Firefighting is physical, stressful and tough.
Through all of it, South Metro Fire Rescue Assistant Chief of Operations Troy Jackson keeps the mood light. He’s seen a lot of fires in his nearly 30 years career with SMFR.
“We're doing everything we can do to get our people to go home safely,” he said.
He knows the honor behind wearing dirty gear.
“We wore that as a badge of courage,” Jackson said.
Their new protocol is straightforward, including washing off right after a fire, change out of dirty gear right away to stop carcinogens from the smoke and exhaust from their trucks form settling into their skin.
“The most important change we are seeing today is awareness,” Jackson said.
It’s a training to reverse a difficult pattern. Fifteen South Metro firefighters are currently battling cancer, matching the national trend.
“Anytime you learn, you wish you learned that lesson earlier in life. We're maturing as a fire service,”Jackson said.
It's a lesson he wishes he’d learned years ago for the sake of his co-workers and for himself.
“Having cancer gives you patience,” he said, waiting for a CAT scan at UCHealth.
For a man who’s made a career out of beating the clock, the chief now starts his week sitting, waiting and joking.
He was diagnosed with adenoid cystic carcinoma five years ago when doctors found the first tumor in his trachea. He’s endured chemo, radiation, surgeries and a whole lot of needles.
“The doctors know I will die from this cancer. What that timeline looks like for me is a little hard to say. We hope that I get lucky that it will be further out into the future. Most likely I won't live past another 10 to 15 years,” he said.
The chief said it’s obvious his cancer is from firefighting because it’s so rare and started in his airways.
“If I could go back and do it all over, I wish we knew the impact carcinogen would have on us during our career. I wish that we knew that walking around with dirty filthy gear was not good for us and having it in the station and on the rigs,” Jackson said.
Cancer risks for firefighters weren't well-studied until the last few years.
The National Institute of Occupational Safety and Health recently did two studies and concluded firefighters face a 9 percent increase in cancer diagnoses and a 14 percent increase in cancer-related deaths compared to the general U.S. population.
A battle their families are also facing.
Troy Jackson and his wife Lori are high school sweethearts. They and their kids make it a point to always look forward while only occasionally looking back.
“I probably call the old phone once a month just to hear it,” Lori said.
She does it to hear her husband’s old voice. It was permanently changed when surgeons took out 3 inches of his trachea.
The chief and Lori looked into their future when fellow firefighter Mike Freeman died from brain cancer last year. The chief handed Freeman’s family a flag, knowing one day someone will have to hand one to his.
“You don't know how much longer you have to be with each other,” he said sitting next to his wife.
The chief and his wife are turning the time they have left and what’s been handed them into the chief’s new legacy.
“Everyone wants to live forever. More importantly, while you are here you want to have an impact and I feel like I'm having an impact,” Jackson said.
His new badge of honor is keeping people healthy. A badge of courage he’s happy to bear.
“Even if I only help one person not go through chemo and radiation and live through a cancer diagnosis, I'm ahead of the game,” he said.

#### EXTRACTED DATA:
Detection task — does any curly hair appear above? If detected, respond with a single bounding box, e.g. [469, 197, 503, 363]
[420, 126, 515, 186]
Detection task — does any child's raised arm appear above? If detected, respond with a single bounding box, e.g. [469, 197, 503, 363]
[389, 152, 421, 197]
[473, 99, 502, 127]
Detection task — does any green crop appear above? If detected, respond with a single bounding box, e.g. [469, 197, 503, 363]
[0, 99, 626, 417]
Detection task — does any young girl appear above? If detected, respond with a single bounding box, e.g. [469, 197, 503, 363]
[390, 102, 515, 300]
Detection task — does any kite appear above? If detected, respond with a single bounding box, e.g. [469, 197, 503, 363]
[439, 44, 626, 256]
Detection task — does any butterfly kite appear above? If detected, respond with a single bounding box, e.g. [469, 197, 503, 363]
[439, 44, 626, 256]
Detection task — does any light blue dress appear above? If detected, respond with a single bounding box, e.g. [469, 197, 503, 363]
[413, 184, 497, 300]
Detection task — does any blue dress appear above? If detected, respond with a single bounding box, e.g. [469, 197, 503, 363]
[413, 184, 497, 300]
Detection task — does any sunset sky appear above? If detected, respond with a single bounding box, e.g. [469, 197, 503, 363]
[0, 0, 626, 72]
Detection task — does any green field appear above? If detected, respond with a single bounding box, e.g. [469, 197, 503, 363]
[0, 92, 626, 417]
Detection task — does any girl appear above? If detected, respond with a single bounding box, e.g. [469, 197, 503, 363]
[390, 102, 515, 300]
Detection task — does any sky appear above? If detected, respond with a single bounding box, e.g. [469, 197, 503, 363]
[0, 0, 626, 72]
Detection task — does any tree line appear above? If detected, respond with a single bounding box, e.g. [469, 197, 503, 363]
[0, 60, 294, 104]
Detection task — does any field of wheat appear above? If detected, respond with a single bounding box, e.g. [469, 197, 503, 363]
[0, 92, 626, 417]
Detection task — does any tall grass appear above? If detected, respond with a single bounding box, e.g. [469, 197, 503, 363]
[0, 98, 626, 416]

#### WORK ORDER 1:
In the article about firefighters and cancer, what type of cancer was Troy Jackson diagnosed with?
#### WORK ORDER 2:
Copy the part of the firefighter article between "The National Institute" and "one to his.", inclusive.

#### EXERCISE RESPONSE 1:
Adenoid cystic carcinoma.

#### EXERCISE RESPONSE 2:
The National Institute of Occupational Safety and Health recently did two studies and concluded firefighters face a 9 percent increase in cancer diagnoses and a 14 percent increase in cancer-related deaths compared to the general U.S. population.
A battle their families are also facing.
Troy Jackson and his wife Lori are high school sweethearts. They and their kids make it a point to always look forward while only occasionally looking back.
“I probably call the old phone once a month just to hear it,” Lori said.
She does it to hear her husband’s old voice. It was permanently changed when surgeons took out 3 inches of his trachea.
The chief and Lori looked into their future when fellow firefighter Mike Freeman died from brain cancer last year. The chief handed Freeman’s family a flag, knowing one day someone will have to hand one to his.